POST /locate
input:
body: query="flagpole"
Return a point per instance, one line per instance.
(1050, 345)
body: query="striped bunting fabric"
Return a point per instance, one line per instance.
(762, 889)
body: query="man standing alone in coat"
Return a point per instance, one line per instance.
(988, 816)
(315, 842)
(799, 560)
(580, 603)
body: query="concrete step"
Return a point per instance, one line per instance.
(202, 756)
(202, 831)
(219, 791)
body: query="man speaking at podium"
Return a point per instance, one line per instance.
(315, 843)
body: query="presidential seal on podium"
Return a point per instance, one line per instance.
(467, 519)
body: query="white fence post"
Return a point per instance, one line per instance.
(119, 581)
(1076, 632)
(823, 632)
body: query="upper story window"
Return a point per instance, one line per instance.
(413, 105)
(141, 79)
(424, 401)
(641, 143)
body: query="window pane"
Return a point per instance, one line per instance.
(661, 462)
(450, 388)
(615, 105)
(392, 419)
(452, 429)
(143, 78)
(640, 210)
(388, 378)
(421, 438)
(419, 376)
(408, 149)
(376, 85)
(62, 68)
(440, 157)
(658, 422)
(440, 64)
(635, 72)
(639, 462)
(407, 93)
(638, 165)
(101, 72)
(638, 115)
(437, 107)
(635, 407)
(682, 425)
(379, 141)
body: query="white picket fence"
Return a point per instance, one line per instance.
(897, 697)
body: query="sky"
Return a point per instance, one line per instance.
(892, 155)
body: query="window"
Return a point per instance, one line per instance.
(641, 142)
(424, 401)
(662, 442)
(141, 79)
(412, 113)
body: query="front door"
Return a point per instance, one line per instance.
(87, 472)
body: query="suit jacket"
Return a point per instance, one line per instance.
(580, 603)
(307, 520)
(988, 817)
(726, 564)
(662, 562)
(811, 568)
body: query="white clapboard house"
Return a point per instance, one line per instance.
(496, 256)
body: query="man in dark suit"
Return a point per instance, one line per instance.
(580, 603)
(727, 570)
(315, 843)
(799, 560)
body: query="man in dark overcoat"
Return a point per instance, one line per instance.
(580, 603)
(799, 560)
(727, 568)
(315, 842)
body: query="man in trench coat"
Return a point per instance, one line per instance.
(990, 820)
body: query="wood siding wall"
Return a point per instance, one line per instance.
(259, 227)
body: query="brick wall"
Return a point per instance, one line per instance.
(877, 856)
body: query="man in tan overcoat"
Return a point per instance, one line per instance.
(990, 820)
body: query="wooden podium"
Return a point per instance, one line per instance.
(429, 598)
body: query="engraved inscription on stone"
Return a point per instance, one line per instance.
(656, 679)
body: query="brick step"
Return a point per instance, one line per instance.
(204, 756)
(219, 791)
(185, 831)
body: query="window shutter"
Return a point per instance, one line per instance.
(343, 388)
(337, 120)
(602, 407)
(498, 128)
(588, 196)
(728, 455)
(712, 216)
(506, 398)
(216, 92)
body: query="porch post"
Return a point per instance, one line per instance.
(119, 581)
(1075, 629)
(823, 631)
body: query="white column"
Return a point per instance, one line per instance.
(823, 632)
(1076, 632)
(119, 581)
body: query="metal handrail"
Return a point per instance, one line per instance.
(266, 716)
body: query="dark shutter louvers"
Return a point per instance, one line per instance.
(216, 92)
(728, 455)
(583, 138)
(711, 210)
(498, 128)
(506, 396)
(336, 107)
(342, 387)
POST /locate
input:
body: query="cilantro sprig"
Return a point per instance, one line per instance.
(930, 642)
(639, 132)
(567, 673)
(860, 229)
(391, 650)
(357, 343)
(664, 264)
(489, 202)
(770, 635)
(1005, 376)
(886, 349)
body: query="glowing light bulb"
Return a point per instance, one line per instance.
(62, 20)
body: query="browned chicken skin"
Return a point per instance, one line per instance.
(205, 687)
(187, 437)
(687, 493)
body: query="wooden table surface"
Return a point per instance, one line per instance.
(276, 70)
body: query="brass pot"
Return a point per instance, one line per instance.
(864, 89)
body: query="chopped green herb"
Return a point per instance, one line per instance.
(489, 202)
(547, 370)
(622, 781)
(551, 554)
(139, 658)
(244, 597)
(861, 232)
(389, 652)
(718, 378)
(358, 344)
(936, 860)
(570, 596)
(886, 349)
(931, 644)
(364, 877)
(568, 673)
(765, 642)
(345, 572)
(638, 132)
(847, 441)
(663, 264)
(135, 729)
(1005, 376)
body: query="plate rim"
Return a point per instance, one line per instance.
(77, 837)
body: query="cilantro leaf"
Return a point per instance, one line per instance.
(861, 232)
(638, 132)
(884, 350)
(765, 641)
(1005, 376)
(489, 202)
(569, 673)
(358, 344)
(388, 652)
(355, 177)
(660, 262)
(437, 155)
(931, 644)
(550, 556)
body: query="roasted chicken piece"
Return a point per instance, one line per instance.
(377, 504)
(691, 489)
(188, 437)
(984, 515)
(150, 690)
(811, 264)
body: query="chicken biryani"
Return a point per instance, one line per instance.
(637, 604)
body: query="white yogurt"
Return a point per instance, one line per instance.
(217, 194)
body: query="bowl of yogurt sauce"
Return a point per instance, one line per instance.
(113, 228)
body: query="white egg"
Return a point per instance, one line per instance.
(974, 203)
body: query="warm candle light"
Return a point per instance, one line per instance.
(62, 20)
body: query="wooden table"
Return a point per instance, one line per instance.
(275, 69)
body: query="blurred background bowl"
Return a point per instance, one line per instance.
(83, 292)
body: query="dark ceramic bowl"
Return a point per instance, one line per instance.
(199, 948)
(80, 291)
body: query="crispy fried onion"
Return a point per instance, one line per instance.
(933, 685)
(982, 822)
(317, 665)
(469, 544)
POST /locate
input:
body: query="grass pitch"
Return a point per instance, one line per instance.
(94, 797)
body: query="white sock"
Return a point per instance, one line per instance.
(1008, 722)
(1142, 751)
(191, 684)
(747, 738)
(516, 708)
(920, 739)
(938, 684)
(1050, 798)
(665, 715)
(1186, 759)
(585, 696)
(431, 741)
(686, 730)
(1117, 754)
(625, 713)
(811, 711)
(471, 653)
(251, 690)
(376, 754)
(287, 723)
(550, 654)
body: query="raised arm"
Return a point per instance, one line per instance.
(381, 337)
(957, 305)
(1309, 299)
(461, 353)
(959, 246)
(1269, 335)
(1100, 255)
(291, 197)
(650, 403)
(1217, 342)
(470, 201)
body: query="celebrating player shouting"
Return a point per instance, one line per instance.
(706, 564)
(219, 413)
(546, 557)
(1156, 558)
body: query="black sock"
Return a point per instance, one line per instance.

Direction: Every record shown above must be echoed exactly.

Output of the exercise:
POST /locate
input:
body: query="flagpole"
Return a point per instance, one line per instance.
(1050, 345)
body: query="striped bunting fabric"
Return a point per instance, one line per instance.
(762, 889)
body: query="man standing alone in coat"
Return a point per instance, one line per instance.
(988, 816)
(315, 842)
(799, 560)
(580, 603)
body: query="concrete step"
Return a point per instance, one line per instance.
(202, 756)
(202, 831)
(219, 791)
body: query="man speaking at podium"
Return a point per instance, one line per instance.
(315, 843)
body: query="presidential seal on podium"
Return a point per instance, one line per instance.
(467, 519)
body: query="white fence post"
Return a point per instance, one line per instance.
(119, 581)
(1076, 632)
(823, 632)
body: query="upper story window"
Return a point per instance, one line per instance.
(413, 105)
(141, 79)
(424, 401)
(641, 143)
body: query="window pane"
Return a point per instance, one line per instance.
(661, 462)
(450, 388)
(615, 105)
(392, 419)
(452, 429)
(143, 78)
(640, 210)
(388, 378)
(421, 438)
(419, 376)
(408, 149)
(376, 85)
(62, 68)
(440, 157)
(658, 422)
(440, 64)
(635, 72)
(639, 462)
(407, 93)
(638, 165)
(101, 72)
(638, 115)
(437, 107)
(635, 407)
(682, 425)
(379, 141)
body: query="white picket fence"
Return a point per instance, one line per instance.
(897, 697)
body: query="sky"
Return a point per instance, one line per instance.
(892, 155)
body: query="window"
Return a point per instance, one line per instance.
(641, 142)
(424, 401)
(662, 442)
(141, 79)
(412, 113)
body: query="front door"
Return a point per instance, one line per instance.
(87, 472)
body: query="suit jacket"
Return a point per instance, one line per instance.
(580, 603)
(307, 520)
(988, 817)
(726, 564)
(662, 562)
(811, 568)
body: query="white clapboard house"
Return a point per instance, one line per instance.
(496, 256)
body: query="man in dark suit"
Return a point per instance, one line per instance.
(580, 603)
(727, 570)
(315, 843)
(799, 560)
body: query="man in dark overcoat"
Return a point per instance, one line per instance.
(580, 603)
(799, 560)
(727, 568)
(315, 842)
body: query="man in trench coat"
Return a point per instance, one line per instance.
(990, 820)
body: query="wood siding wall"
Return a point per instance, one line per instance.
(259, 227)
body: query="brick wall"
Return a point per instance, one line per instance.
(877, 856)
body: query="man in tan overcoat"
Return a point per instance, one line per instance.
(990, 820)
body: query="wooden podium"
Return a point per instance, one line per instance.
(429, 598)
body: query="engraved inscription on stone"
Return a point per instance, one line per instance.
(656, 679)
body: query="brick step"
Return a point per instance, one line per instance.
(204, 756)
(219, 791)
(185, 831)
body: query="window shutter"
Return a point per instance, one line per instance.
(343, 388)
(337, 120)
(602, 407)
(498, 128)
(588, 196)
(728, 455)
(712, 216)
(506, 398)
(216, 92)
body: query="porch post"
Return a point per instance, one line per instance.
(119, 581)
(1075, 629)
(823, 631)
body: query="white column"
Return a point per instance, one line per instance.
(823, 632)
(1076, 632)
(119, 581)
body: query="metal handrail"
Return a point per instance, one line per instance.
(266, 716)
body: query="dark shutter louvers"
Return a point per instance, one line per instance.
(216, 92)
(728, 455)
(583, 138)
(711, 210)
(498, 128)
(506, 396)
(336, 107)
(342, 387)
POST /locate
input:
body: query="cilantro sprig"
Return a point per instance, one line per instance.
(930, 642)
(639, 132)
(567, 673)
(860, 229)
(391, 650)
(357, 343)
(664, 264)
(489, 202)
(770, 635)
(1005, 376)
(886, 349)
body: query="glowing light bulb"
Return a point per instance, one line per instance.
(62, 20)
body: query="browned chicken skin"
Return a point per instance, one line per instance.
(205, 687)
(187, 437)
(687, 493)
body: query="wooden table surface"
Return a point per instance, one line per instance.
(276, 70)
body: query="brass pot"
Return a point per instance, one line per instance.
(864, 89)
body: query="chopped green herb"
Return a point per instance, one line per instance.
(489, 202)
(547, 370)
(622, 781)
(551, 554)
(139, 658)
(244, 597)
(861, 232)
(389, 652)
(718, 378)
(358, 344)
(936, 860)
(570, 596)
(886, 349)
(931, 644)
(364, 877)
(568, 673)
(765, 642)
(345, 572)
(638, 132)
(847, 441)
(663, 264)
(135, 729)
(1005, 376)
body: query="plate rim"
Return a point per instance, one line per instance.
(77, 837)
body: query="cilantro leaf"
Return a point per instance, one line per instance.
(861, 232)
(638, 132)
(884, 350)
(765, 641)
(1005, 376)
(489, 202)
(569, 673)
(358, 344)
(388, 652)
(355, 177)
(660, 262)
(437, 155)
(931, 644)
(550, 556)
body: query="roasted chicken piece"
Return a point per instance, one line per instance.
(377, 504)
(691, 489)
(188, 437)
(984, 515)
(150, 690)
(811, 264)
body: query="chicken biryani"
Return a point per instance, one line per instance.
(637, 604)
body: query="white yogurt"
Return a point per instance, one line per instance.
(217, 194)
body: query="bowl of yogurt sauce"
Return a point per instance, one line per instance.
(113, 228)
body: query="white egg"
Return a point per instance, one line per instance.
(974, 203)
body: query="warm candle light"
Return a point per instance, one line per instance.
(62, 20)
body: query="wooden table"
Return a point per instance, one line per instance.
(275, 69)
body: query="blurred background bowl"
Return a point per instance, one line per instance.
(83, 292)
body: query="dark ceramic bowl"
Return a point per instance, one line per instance.
(199, 948)
(80, 291)
body: query="crispy fried onion"
Return a point per instance, one line per instance.
(933, 685)
(982, 822)
(317, 665)
(469, 544)
POST /locate
input:
body: query="grass pitch"
Return a point per instance, one line per instance.
(94, 797)
body: query="white sock"
Return a point per instance, one line per instance.
(1008, 722)
(1142, 751)
(191, 684)
(747, 738)
(516, 708)
(920, 739)
(938, 684)
(1050, 798)
(665, 715)
(1186, 759)
(585, 696)
(431, 741)
(686, 730)
(1117, 754)
(625, 713)
(811, 711)
(471, 653)
(251, 690)
(376, 754)
(287, 723)
(550, 654)
body: query="raised arm"
Return a point per instance, one line per instance.
(381, 337)
(957, 305)
(1309, 299)
(461, 353)
(959, 246)
(1269, 335)
(1100, 255)
(291, 197)
(650, 403)
(1217, 342)
(470, 201)
body: query="celebrating player shouting"
Return a point per instance, one line per instance.
(706, 564)
(219, 413)
(546, 557)
(1156, 558)
body: query="black sock"
Return a point per instance, one line per instance.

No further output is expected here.